- [Text block]:
- Opening Delimiter -
On Saturday, 14 June, I rose early to be picked up for a visit to Tembisa.
Tembisa is a township here in Johannesburg, which means it was a designated area for blacks under Apartheid. No whites were allowed to live there, just as no blacks were allowed to live in the white areas. The result is the lack of infrastructure- streets are an adventure, electricity is unreliable, running water is questionable- and ridiculously high population density. The blacks were given very little land, and all of the best land was cleared of blacks and given to whites.
In Tembisa there is a woman named Flora who runs Good Hope Center. Flora is building an orphanage and runs a day school, but most of her efforts so far have been HIV/AIDS care. She makes home visits throughout the township and has boarders stay with her. It is essentially hospice care.
Flora is amazing. She started Good Hope Center at a time when her community was in sharp denial about the impact and consequences of HIV/AIDS. As a matter of fact, the community and most people in Sub-Saharan Africa are still in denial, buying into myths such as having sex with a virgin can cure you (leading to rape) or eating a potato-type food can make you immune. Even Flora, who has been working this for years, mentioned HIV/AIDS only twice in a 30 minute conversation on the subject, and instead used “positive” at least 10 times. She is constantly surrounded by death, and told us of a young man who came to her just the week before, but was so far along in the disease that he died within a few days.
You can imagine funerals as a weekly feature of life. They are held on Saturday and are family affairs. One is more than likely to meet new members of a family at a funeral, because culturally there will be a slaughtered bull (enough to feed 500 people) and home brewed beer. Thus they are on Saturdays so people can travel to the meal if necessary.
Through Flora, Trinity Presbyterian Church has adopted a child-headed household. Both parents died of HIV/AIDS more than two years ago, possibly as many as five, but I forget. The oldest child, Nomsa, is now 21, is HIV positive, and has two children. She recently acquired a job with the help of the church and has, according to the church members with me, improved leaps and bounds since getting this job. The 19-year-old sister was not home, hopefully at work instead, but she also has a child. Finally, at 16 is Prudence, who is trying to finish school and does not have the disease. An alcoholic uncle makes frequent visits and within the last month built a shed in the backyard to live in, and an aunt dying of AIDS lives in one of the four rooms of the house. That leaves two other rooms and the kitchen, the toilet is outside in a shed.
We brought foodstuffs, curtains, and plastic containers to them. Cathy thought of the plastic containers to save the food from rats. Sure enough, as Cathy was teaching the girls to knit in the backyard, Leigh and I looked at the kitchen window and saw a rat crawling along the sill. We later found a nest living in the corner of the yard, but we had nothing with which to get them. We started to hang curtains but realized we lacked a necessary ladder. Then we discovered a roach infestation in the curtains that we already hanging.
Not everyone in the township lives this way. Across the street from the girls is a nice looking house with a garage and gate, just as if it were a neighbor’s house where I am staying. It is probably much smaller, since it is on a stamp-sized lot, but it is clearly nicer. Either way, the attitudes and ignorance about HIV/AIDS permeate the entire culture. We will be going back on 28 June to do some projects around the house, hopefully addressing the rat issue, hanging the curtains, repairing plaster, some electrical safety improvements, and other odd jobs that need doing.
- Closing Delimiter -
- [What you should do]: According to the account of the Tembisa visit, why were the plastic containers brought to the household?

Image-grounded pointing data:
- Opening Delimiter -
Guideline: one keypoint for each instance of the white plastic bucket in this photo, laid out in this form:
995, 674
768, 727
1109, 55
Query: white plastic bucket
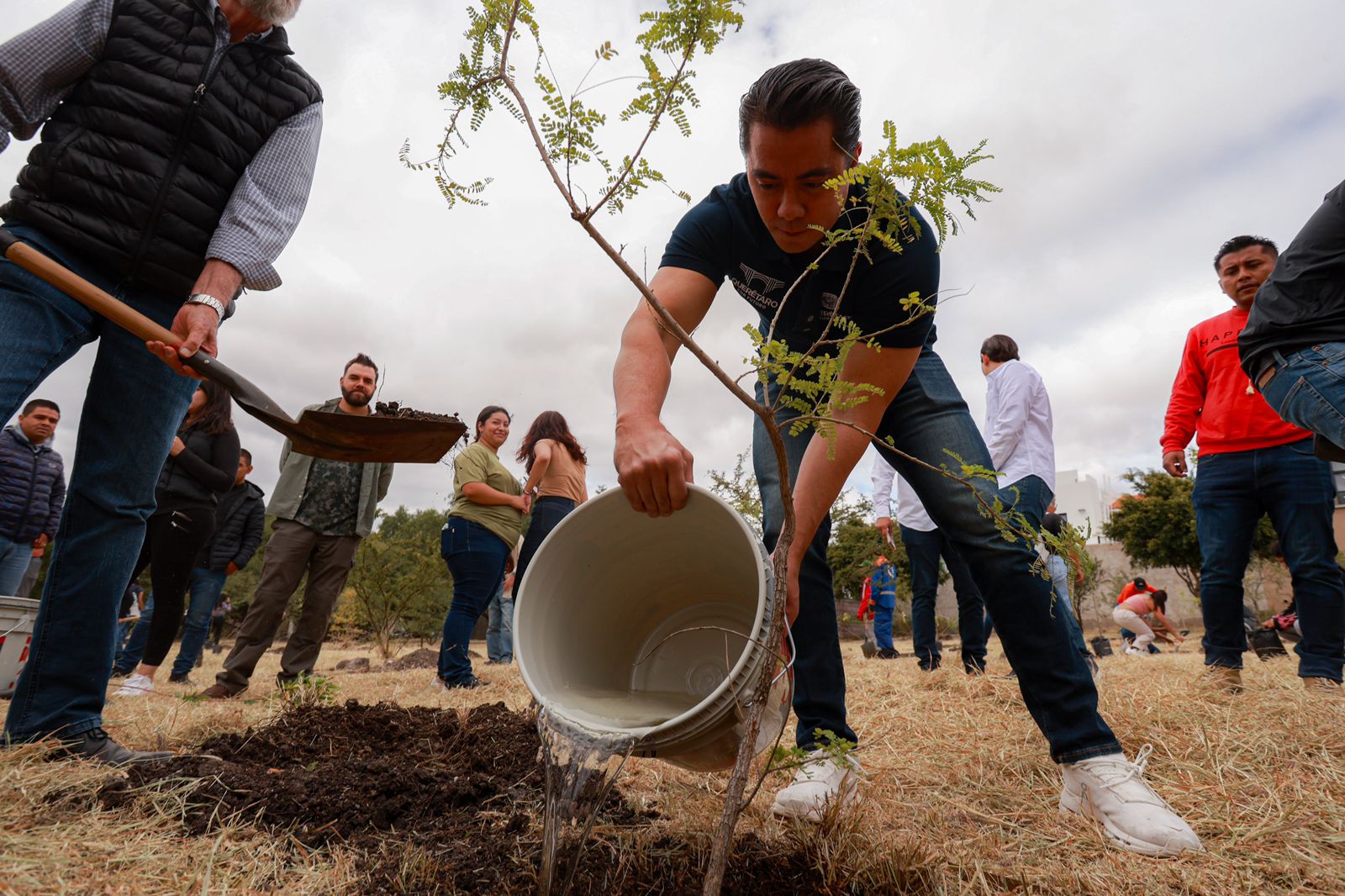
- Closing Delimiter -
- [Answer below]: To save the food from rats.